--- RECORDS PROVIDED Enclosed Below ---
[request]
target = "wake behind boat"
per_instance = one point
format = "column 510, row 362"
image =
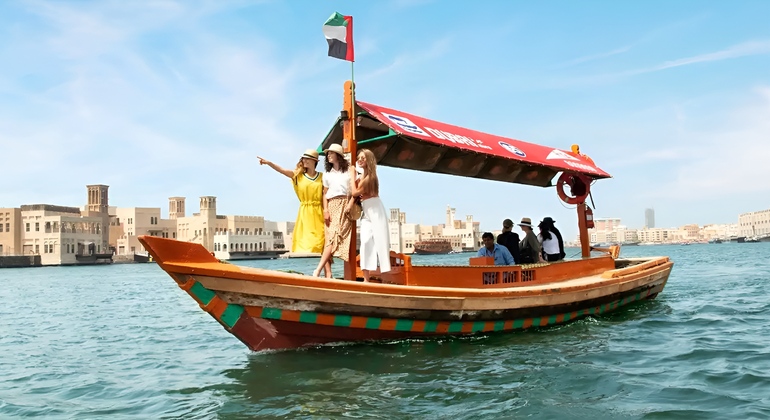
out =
column 268, row 309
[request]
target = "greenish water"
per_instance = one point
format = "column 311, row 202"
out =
column 123, row 341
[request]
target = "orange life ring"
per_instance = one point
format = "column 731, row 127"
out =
column 580, row 186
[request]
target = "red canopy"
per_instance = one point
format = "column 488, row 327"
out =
column 404, row 140
column 472, row 140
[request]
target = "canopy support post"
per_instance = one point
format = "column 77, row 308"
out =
column 349, row 144
column 585, row 245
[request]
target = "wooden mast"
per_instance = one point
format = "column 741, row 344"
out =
column 348, row 117
column 585, row 246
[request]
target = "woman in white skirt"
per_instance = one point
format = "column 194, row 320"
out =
column 375, row 235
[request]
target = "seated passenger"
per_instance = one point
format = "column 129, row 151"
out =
column 551, row 241
column 490, row 249
column 510, row 240
column 529, row 246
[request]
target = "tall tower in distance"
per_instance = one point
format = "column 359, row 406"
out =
column 209, row 212
column 98, row 200
column 99, row 206
column 450, row 216
column 649, row 218
column 176, row 207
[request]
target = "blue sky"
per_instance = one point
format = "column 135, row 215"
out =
column 177, row 98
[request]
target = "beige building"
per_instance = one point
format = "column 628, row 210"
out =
column 404, row 236
column 261, row 240
column 723, row 231
column 228, row 236
column 467, row 231
column 754, row 224
column 60, row 235
column 132, row 222
column 10, row 231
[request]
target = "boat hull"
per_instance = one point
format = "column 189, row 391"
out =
column 270, row 328
column 269, row 310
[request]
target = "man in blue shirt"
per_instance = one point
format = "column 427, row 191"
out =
column 490, row 249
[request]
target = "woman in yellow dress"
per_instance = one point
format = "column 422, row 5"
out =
column 308, row 234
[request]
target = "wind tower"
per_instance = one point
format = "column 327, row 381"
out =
column 209, row 215
column 176, row 208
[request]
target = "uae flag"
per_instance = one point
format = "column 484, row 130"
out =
column 338, row 30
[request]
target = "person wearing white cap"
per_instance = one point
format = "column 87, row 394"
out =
column 308, row 236
column 339, row 227
column 529, row 247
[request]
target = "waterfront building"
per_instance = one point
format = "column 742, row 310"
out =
column 228, row 236
column 649, row 218
column 404, row 236
column 722, row 231
column 249, row 243
column 605, row 224
column 60, row 235
column 132, row 222
column 756, row 223
column 10, row 231
column 467, row 231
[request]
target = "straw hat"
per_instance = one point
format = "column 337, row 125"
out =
column 311, row 154
column 526, row 221
column 336, row 148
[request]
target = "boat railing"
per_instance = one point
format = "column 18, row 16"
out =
column 483, row 273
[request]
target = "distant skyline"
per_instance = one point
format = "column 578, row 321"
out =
column 177, row 98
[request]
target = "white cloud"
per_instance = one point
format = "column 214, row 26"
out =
column 736, row 51
column 729, row 160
--- End of Enclosed RECORDS PROVIDED ---
Each entry should come back exactly as written, with its pictures omitted.

= OUTPUT BELOW =
[request]
target = "wake behind boat"
per_instance = one point
format = "column 510, row 362"
image =
out =
column 268, row 309
[request]
target = "greenish water"
per_instance = one point
format = "column 311, row 202"
out =
column 123, row 341
[request]
target = "orange life ring"
per_instance = one point
format = "column 731, row 127"
out =
column 580, row 186
[request]
target = "red canopy"
per_instance = one point
format = "column 488, row 327"
out =
column 404, row 140
column 472, row 140
[request]
target = "canopy support post"
per_instance = one point
format = "column 77, row 308"
out =
column 349, row 144
column 585, row 245
[request]
target = "wooden mast"
per_instance = one point
format = "column 741, row 344"
out =
column 348, row 117
column 585, row 246
[request]
target = "woman in white skirt"
per_instance = one point
format = "column 194, row 320"
out =
column 375, row 235
[request]
target = "seated passenger"
per_instance = one point
format = "column 129, row 151"
out =
column 551, row 241
column 490, row 249
column 510, row 240
column 529, row 246
[request]
target = "tall tower in distance"
per_instance = one point
format = "column 359, row 406"
out =
column 209, row 212
column 98, row 200
column 99, row 206
column 450, row 216
column 649, row 218
column 176, row 207
[request]
target = "blue sky"
per_instance = one point
format = "column 135, row 215"
out =
column 177, row 98
[request]
target = "beige building"
per_instance = one point
format = "column 628, row 210"
out =
column 404, row 236
column 261, row 240
column 723, row 231
column 228, row 236
column 467, row 231
column 754, row 224
column 60, row 235
column 132, row 222
column 10, row 231
[request]
target = "boat hull"
per_instance = one point
format = "column 189, row 391"
out =
column 270, row 328
column 269, row 310
[request]
target = "man in blue shirt"
per_instance = one point
format = "column 427, row 191"
out =
column 490, row 249
[request]
target = "woman in yellow dress"
per_instance = one point
format = "column 422, row 5"
out =
column 308, row 234
[request]
target = "wind tower"
per_instance = one point
format = "column 327, row 381"
out =
column 209, row 215
column 176, row 208
[request]
target = "uae flag"
per_instance = one point
format = "column 484, row 130"
out =
column 338, row 30
[request]
target = "person wearing white cap"
per_instance = one point
format = "column 87, row 394"
out =
column 308, row 236
column 339, row 227
column 529, row 247
[request]
target = "waterfront building"
per_instance = one point
format = "column 742, row 310"
out =
column 228, row 236
column 649, row 218
column 404, row 236
column 722, row 231
column 249, row 243
column 605, row 224
column 60, row 235
column 132, row 222
column 756, row 223
column 10, row 231
column 467, row 231
[request]
target = "straw hat"
per_instance = one point
format = "column 337, row 125"
out =
column 311, row 154
column 526, row 221
column 336, row 148
[request]
target = "boat railing"
per_instance = one point
format = "column 18, row 16"
out =
column 483, row 273
[request]
target = "distant skyline"
per_instance = one point
format = "column 578, row 321"
out =
column 177, row 98
[request]
target = "white cloud"
per_instance = one point
format = "column 214, row 26"
out =
column 736, row 51
column 729, row 160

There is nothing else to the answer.